_Instructions to follow_:
Locate every line in the records below that contains the word "fruit" and copy each such line in full.

_Given entries_:
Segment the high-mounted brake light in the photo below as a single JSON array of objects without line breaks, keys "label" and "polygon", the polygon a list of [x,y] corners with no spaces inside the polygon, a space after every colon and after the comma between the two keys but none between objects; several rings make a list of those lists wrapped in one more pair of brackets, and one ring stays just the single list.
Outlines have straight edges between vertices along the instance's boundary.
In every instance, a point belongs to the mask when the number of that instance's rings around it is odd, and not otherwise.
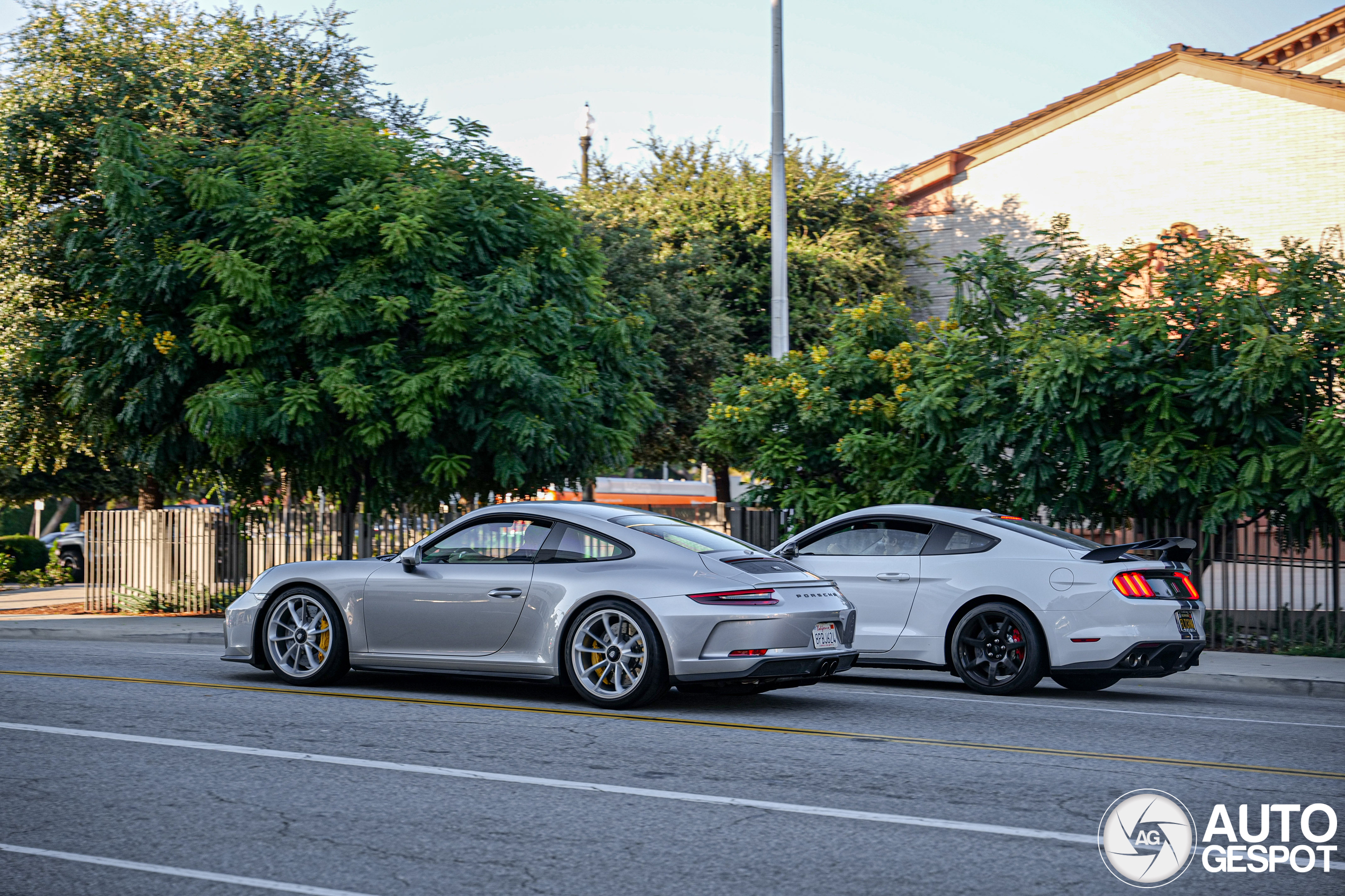
[{"label": "high-mounted brake light", "polygon": [[686,595],[697,603],[732,604],[732,606],[771,606],[780,603],[775,596],[775,588],[748,588],[745,591],[706,591],[705,594]]},{"label": "high-mounted brake light", "polygon": [[1153,598],[1154,590],[1149,587],[1149,579],[1139,572],[1119,572],[1111,583],[1127,598]]},{"label": "high-mounted brake light", "polygon": [[1190,599],[1200,600],[1200,591],[1196,590],[1196,583],[1190,580],[1190,576],[1185,572],[1177,572],[1176,575],[1181,579],[1181,583],[1186,586],[1186,590],[1190,592]]}]

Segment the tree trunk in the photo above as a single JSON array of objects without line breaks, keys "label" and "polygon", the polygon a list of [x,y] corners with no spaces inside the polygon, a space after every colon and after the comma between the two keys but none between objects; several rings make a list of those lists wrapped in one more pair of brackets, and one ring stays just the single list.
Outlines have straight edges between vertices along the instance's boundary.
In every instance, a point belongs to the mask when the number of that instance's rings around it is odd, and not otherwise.
[{"label": "tree trunk", "polygon": [[140,484],[137,506],[141,510],[161,510],[164,508],[164,488],[159,485],[159,480],[152,476],[145,477],[145,481]]},{"label": "tree trunk", "polygon": [[714,465],[714,500],[720,504],[730,504],[733,501],[733,489],[729,488],[729,465],[716,463]]}]

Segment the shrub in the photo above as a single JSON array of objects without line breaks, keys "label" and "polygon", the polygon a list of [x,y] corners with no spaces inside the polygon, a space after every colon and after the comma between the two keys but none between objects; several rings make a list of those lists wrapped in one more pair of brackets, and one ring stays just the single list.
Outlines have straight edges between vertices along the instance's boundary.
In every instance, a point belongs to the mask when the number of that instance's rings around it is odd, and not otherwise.
[{"label": "shrub", "polygon": [[0,553],[13,557],[12,572],[28,572],[47,566],[47,545],[31,535],[0,536]]}]

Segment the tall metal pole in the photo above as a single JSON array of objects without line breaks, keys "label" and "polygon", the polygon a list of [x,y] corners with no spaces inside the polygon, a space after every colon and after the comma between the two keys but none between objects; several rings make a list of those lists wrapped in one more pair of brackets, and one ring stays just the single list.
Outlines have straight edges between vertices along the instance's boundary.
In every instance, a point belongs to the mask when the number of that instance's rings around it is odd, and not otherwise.
[{"label": "tall metal pole", "polygon": [[580,118],[580,184],[588,187],[588,150],[593,145],[593,111],[584,103],[584,117]]},{"label": "tall metal pole", "polygon": [[788,219],[784,208],[783,0],[771,0],[771,357],[790,351]]}]

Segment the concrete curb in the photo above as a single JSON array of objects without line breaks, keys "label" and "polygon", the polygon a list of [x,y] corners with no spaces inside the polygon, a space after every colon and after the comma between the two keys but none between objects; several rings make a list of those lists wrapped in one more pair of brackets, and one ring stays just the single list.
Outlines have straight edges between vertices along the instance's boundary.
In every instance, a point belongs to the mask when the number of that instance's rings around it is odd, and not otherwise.
[{"label": "concrete curb", "polygon": [[219,618],[0,617],[0,641],[120,641],[126,643],[225,643]]},{"label": "concrete curb", "polygon": [[[1124,684],[1124,682],[1122,682]],[[1236,690],[1240,693],[1287,693],[1297,697],[1330,697],[1345,700],[1345,681],[1317,678],[1279,678],[1271,676],[1225,676],[1201,672],[1178,672],[1166,678],[1137,678],[1132,684],[1149,688],[1189,690]]]}]

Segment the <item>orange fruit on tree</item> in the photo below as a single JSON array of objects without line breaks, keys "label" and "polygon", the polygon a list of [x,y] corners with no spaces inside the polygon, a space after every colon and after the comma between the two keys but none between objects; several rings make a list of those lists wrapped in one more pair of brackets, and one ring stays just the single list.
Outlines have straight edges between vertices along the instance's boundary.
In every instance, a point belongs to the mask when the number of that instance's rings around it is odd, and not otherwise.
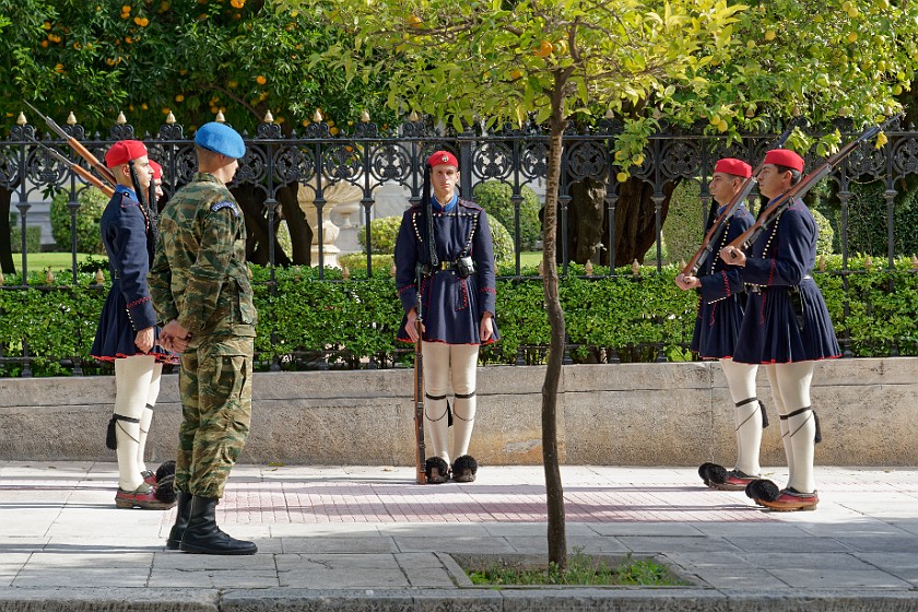
[{"label": "orange fruit on tree", "polygon": [[552,49],[554,49],[554,45],[552,45],[546,39],[542,39],[542,43],[539,45],[539,48],[536,49],[533,52],[539,57],[549,57],[550,55],[552,55]]}]

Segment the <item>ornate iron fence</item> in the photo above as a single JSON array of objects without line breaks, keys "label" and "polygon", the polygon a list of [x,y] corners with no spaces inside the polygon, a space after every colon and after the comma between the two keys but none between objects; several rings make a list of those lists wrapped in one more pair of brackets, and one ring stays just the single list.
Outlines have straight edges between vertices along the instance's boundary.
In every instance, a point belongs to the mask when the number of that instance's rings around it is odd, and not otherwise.
[{"label": "ornate iron fence", "polygon": [[[68,134],[81,141],[97,157],[116,140],[137,138],[130,125],[115,125],[106,138],[99,134],[87,137],[85,130],[73,122],[63,128]],[[558,251],[562,273],[569,273],[568,257],[568,204],[572,201],[572,186],[582,179],[592,179],[605,186],[604,193],[604,240],[609,245],[608,274],[614,275],[615,268],[622,263],[615,261],[616,207],[620,199],[620,184],[616,175],[620,168],[614,160],[614,137],[620,126],[614,121],[603,121],[587,130],[569,130],[565,136],[562,155],[562,181],[558,195],[560,243]],[[918,133],[896,131],[887,133],[888,141],[876,149],[864,144],[849,156],[831,176],[840,202],[840,250],[841,270],[838,272],[845,283],[848,268],[848,204],[851,198],[851,185],[856,181],[882,180],[885,185],[883,197],[886,202],[886,268],[893,269],[896,231],[910,232],[913,228],[896,228],[894,225],[895,200],[903,179],[918,174]],[[461,133],[444,131],[423,120],[408,120],[395,130],[382,133],[380,127],[362,121],[350,133],[332,136],[330,126],[322,121],[308,125],[304,132],[283,133],[281,126],[264,122],[257,126],[255,133],[244,132],[247,150],[240,160],[240,166],[231,187],[248,186],[263,198],[263,216],[267,221],[269,239],[269,268],[271,270],[271,291],[274,291],[274,215],[278,211],[281,190],[296,184],[311,191],[317,212],[318,236],[318,279],[325,279],[325,252],[322,239],[323,207],[326,192],[338,184],[350,184],[361,191],[360,204],[363,209],[365,242],[367,245],[367,278],[373,275],[373,259],[369,246],[373,244],[372,225],[374,193],[384,185],[399,185],[410,192],[409,201],[417,202],[422,188],[423,160],[437,149],[448,149],[457,153],[460,160],[460,190],[471,195],[478,184],[491,180],[502,181],[511,189],[514,205],[514,228],[516,258],[514,278],[522,276],[520,263],[520,203],[523,201],[522,188],[539,181],[546,174],[548,134],[537,127],[522,130],[503,130],[484,132],[469,129]],[[155,136],[143,138],[150,150],[150,157],[160,162],[164,168],[164,190],[166,198],[187,184],[195,172],[196,160],[193,143],[178,123],[162,126]],[[722,156],[745,160],[758,160],[774,140],[772,134],[750,134],[739,142],[727,145],[726,140],[713,136],[660,133],[650,138],[639,166],[632,167],[629,175],[652,188],[650,196],[654,203],[654,224],[656,228],[657,271],[661,270],[661,231],[663,225],[663,204],[667,200],[667,186],[676,180],[696,180],[701,185],[698,223],[703,224],[703,211],[707,210],[710,195],[707,190],[710,168]],[[10,138],[0,141],[0,193],[5,190],[11,203],[19,210],[22,232],[21,286],[4,290],[26,289],[28,271],[28,250],[25,244],[25,227],[28,211],[39,196],[50,191],[67,191],[68,208],[71,213],[72,239],[72,279],[76,284],[76,235],[75,224],[80,214],[79,191],[92,189],[82,179],[70,172],[66,164],[52,156],[45,146],[57,149],[73,162],[84,165],[76,158],[67,144],[58,138],[43,133],[33,125],[21,119],[20,125],[10,130]],[[817,163],[811,152],[807,155],[808,167]],[[407,202],[408,203],[408,202]],[[903,255],[903,254],[898,254]],[[909,255],[909,254],[905,254]],[[833,272],[834,273],[834,272]],[[892,291],[893,287],[891,286]],[[846,313],[847,314],[847,313]],[[4,355],[0,360],[28,361],[27,343],[22,355]],[[0,351],[3,348],[0,346]],[[76,364],[79,373],[79,364]]]}]

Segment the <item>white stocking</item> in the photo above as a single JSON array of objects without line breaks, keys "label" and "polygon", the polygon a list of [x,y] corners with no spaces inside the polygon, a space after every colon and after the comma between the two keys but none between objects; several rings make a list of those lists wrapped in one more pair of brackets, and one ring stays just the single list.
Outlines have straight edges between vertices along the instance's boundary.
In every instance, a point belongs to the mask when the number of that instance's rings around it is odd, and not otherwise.
[{"label": "white stocking", "polygon": [[790,478],[787,485],[800,493],[816,490],[813,476],[813,456],[815,452],[816,421],[810,408],[810,384],[813,380],[815,362],[798,362],[775,366],[775,374],[780,388],[784,411],[781,434],[785,448],[790,447],[793,457]]},{"label": "white stocking", "polygon": [[[785,408],[784,400],[781,399],[781,391],[780,387],[778,386],[778,375],[776,372],[777,366],[775,364],[768,364],[765,366],[765,374],[768,375],[768,385],[772,387],[772,401],[775,402],[775,411],[778,415],[787,414],[787,409]],[[785,457],[787,457],[787,470],[788,472],[793,472],[793,449],[790,447],[790,437],[788,436],[788,432],[790,431],[789,425],[787,424],[786,419],[780,420],[781,426],[781,445],[785,449]]]},{"label": "white stocking", "polygon": [[160,376],[163,374],[163,364],[153,366],[153,376],[150,380],[150,388],[146,393],[146,405],[143,408],[143,415],[140,417],[140,444],[137,449],[137,467],[141,472],[146,471],[146,463],[143,457],[146,451],[146,436],[150,434],[150,424],[153,422],[153,407],[156,405],[156,398],[160,396]]},{"label": "white stocking", "polygon": [[146,405],[154,365],[152,355],[115,360],[115,414],[130,419],[115,422],[118,486],[123,491],[137,491],[143,484],[137,461],[140,420]]},{"label": "white stocking", "polygon": [[422,342],[424,363],[424,429],[429,432],[434,451],[429,457],[449,461],[449,421],[447,420],[447,386],[449,381],[449,344]]},{"label": "white stocking", "polygon": [[478,372],[476,344],[454,344],[449,361],[452,373],[452,458],[469,454],[469,443],[475,425],[478,398],[475,397],[475,374]]},{"label": "white stocking", "polygon": [[757,365],[720,360],[730,397],[737,404],[737,470],[757,476],[762,471],[758,452],[762,448],[762,410],[755,393]]}]

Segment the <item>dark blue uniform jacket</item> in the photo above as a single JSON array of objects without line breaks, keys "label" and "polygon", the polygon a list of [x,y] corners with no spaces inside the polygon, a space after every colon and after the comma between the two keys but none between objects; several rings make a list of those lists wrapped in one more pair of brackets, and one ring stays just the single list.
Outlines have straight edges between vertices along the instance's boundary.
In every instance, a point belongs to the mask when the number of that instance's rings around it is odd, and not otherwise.
[{"label": "dark blue uniform jacket", "polygon": [[[137,332],[156,326],[146,289],[153,257],[152,232],[133,190],[119,185],[101,220],[102,242],[108,254],[111,289],[105,299],[91,354],[110,361],[138,354]],[[154,346],[154,353],[165,353]]]},{"label": "dark blue uniform jacket", "polygon": [[[720,215],[722,211],[723,207],[717,214]],[[733,356],[740,322],[743,320],[745,293],[742,271],[725,263],[718,252],[749,229],[752,222],[752,214],[740,204],[727,222],[727,229],[718,243],[711,245],[713,252],[698,271],[702,287],[692,350],[701,357],[719,360]],[[706,227],[705,234],[709,229],[709,226]]]},{"label": "dark blue uniform jacket", "polygon": [[817,236],[813,213],[798,199],[749,249],[742,272],[749,299],[733,361],[782,364],[840,356],[812,276]]},{"label": "dark blue uniform jacket", "polygon": [[[495,314],[497,297],[494,271],[494,247],[487,215],[473,202],[457,197],[434,210],[434,244],[440,261],[437,270],[421,276],[420,296],[424,319],[424,340],[447,344],[481,344],[482,314]],[[427,223],[424,209],[415,205],[405,211],[396,240],[396,286],[402,308],[408,313],[417,306],[417,267],[429,263]],[[469,255],[475,273],[466,279],[454,263]],[[494,336],[499,339],[496,321]],[[402,319],[398,339],[410,342]]]}]

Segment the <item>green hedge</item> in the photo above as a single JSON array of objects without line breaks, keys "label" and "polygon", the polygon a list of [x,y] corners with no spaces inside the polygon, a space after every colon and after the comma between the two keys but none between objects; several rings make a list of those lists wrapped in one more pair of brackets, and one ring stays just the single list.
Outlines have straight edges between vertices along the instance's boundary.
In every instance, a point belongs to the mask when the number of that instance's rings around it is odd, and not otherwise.
[{"label": "green hedge", "polygon": [[[489,180],[475,185],[475,202],[481,205],[487,214],[494,216],[506,227],[510,235],[516,228],[516,207],[513,200],[513,187],[506,183]],[[542,203],[528,185],[520,189],[522,200],[519,203],[519,245],[520,250],[531,250],[536,243],[542,239],[542,222],[539,220],[539,210]]]},{"label": "green hedge", "polygon": [[[863,260],[855,259],[851,273],[817,273],[816,282],[839,337],[850,334],[855,356],[916,355],[918,273],[905,258],[896,260],[892,271],[878,269],[880,263],[866,270]],[[839,266],[837,256],[828,258],[829,270]],[[562,279],[560,294],[575,362],[605,361],[612,351],[621,361],[654,361],[661,352],[673,361],[692,358],[686,346],[696,297],[694,292],[675,287],[674,266],[662,274],[644,268],[637,278],[631,268],[621,268],[620,275],[611,278],[585,278],[579,266],[570,270],[572,275]],[[273,293],[267,282],[269,271],[254,271],[259,310],[256,349],[261,369],[273,362],[282,368],[314,367],[329,355],[332,367],[364,367],[370,357],[387,365],[410,360],[409,348],[395,340],[402,313],[389,270],[377,269],[367,280],[365,270],[356,269],[342,280],[340,270],[327,269],[322,282],[315,269],[278,269]],[[513,273],[509,269],[503,272]],[[599,267],[593,271],[604,272]],[[523,270],[527,273],[534,274],[534,270]],[[63,284],[70,274],[61,274],[54,286],[43,287],[44,272],[34,272],[30,273],[30,289],[19,290],[10,285],[20,279],[8,276],[7,286],[0,290],[3,354],[21,355],[26,340],[36,376],[68,374],[70,367],[59,363],[61,357],[89,358],[105,299],[105,291],[94,286],[93,280],[94,273],[81,272],[78,285],[71,287]],[[538,276],[499,281],[497,325],[503,339],[482,351],[484,363],[513,364],[520,353],[527,363],[542,360],[549,323]],[[87,374],[109,372],[92,362],[84,363],[83,369]],[[19,364],[0,366],[3,376],[17,376],[21,370]]]}]

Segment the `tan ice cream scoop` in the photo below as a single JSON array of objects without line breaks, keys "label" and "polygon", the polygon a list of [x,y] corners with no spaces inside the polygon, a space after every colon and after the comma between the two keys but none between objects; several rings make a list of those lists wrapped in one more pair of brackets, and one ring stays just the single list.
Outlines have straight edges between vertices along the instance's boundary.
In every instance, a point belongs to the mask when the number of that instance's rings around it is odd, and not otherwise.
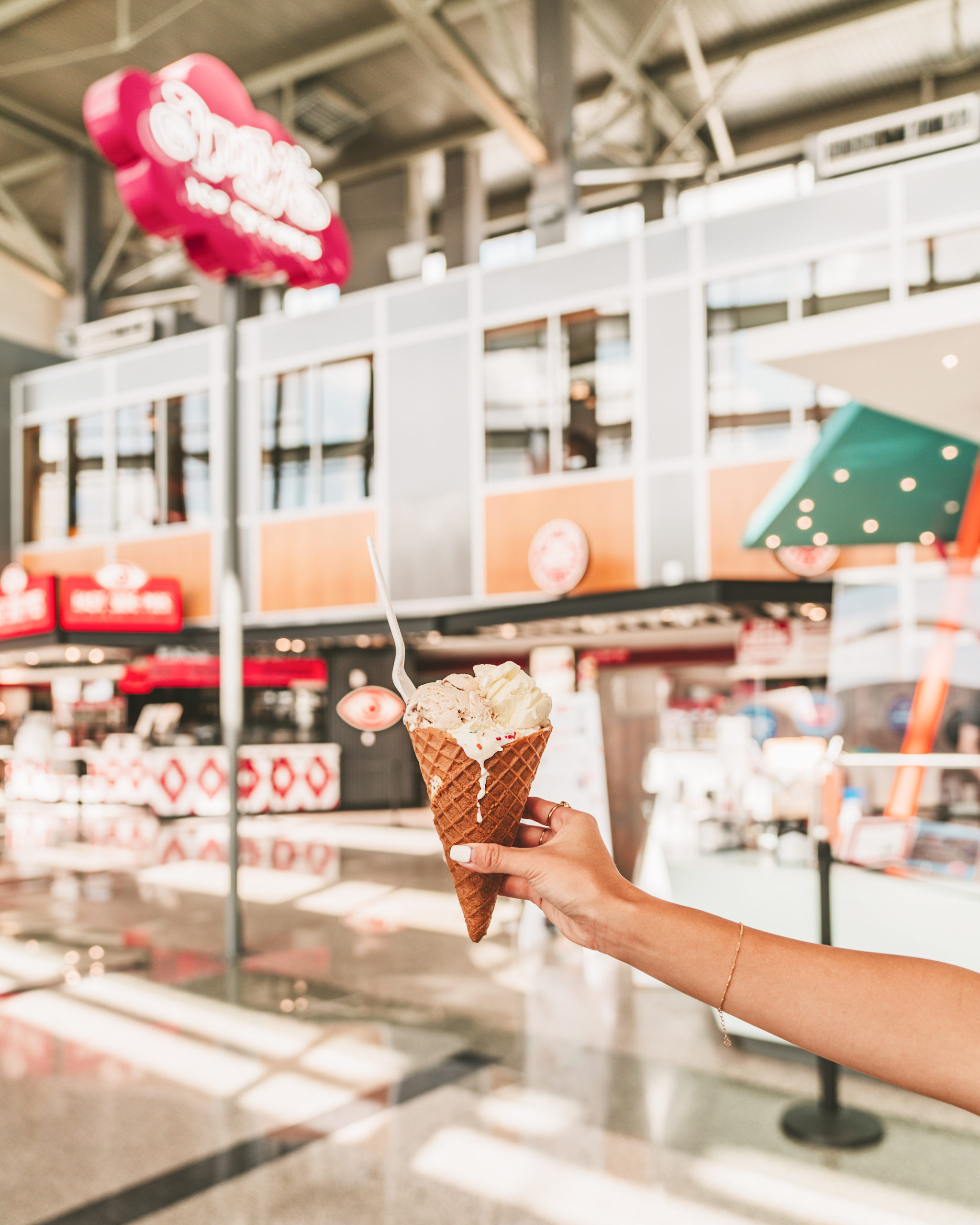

_Response below_:
Segment the <item>orange fruit on tree</item> in the photo below as a single JSON array of objects without line breaks, keys "label" and "polygon", the polygon a list of [x,y] corners with no spaces inside the polygon, a space after every colon and after the comma between the two keys but none between objects; several rings make a list of those lists wrapped in one more pair of brackets, and one ring stays just the single list.
[{"label": "orange fruit on tree", "polygon": [[552,49],[554,49],[554,45],[552,45],[546,39],[542,39],[542,43],[539,45],[539,48],[536,49],[533,52],[539,57],[549,57],[550,55],[552,55]]}]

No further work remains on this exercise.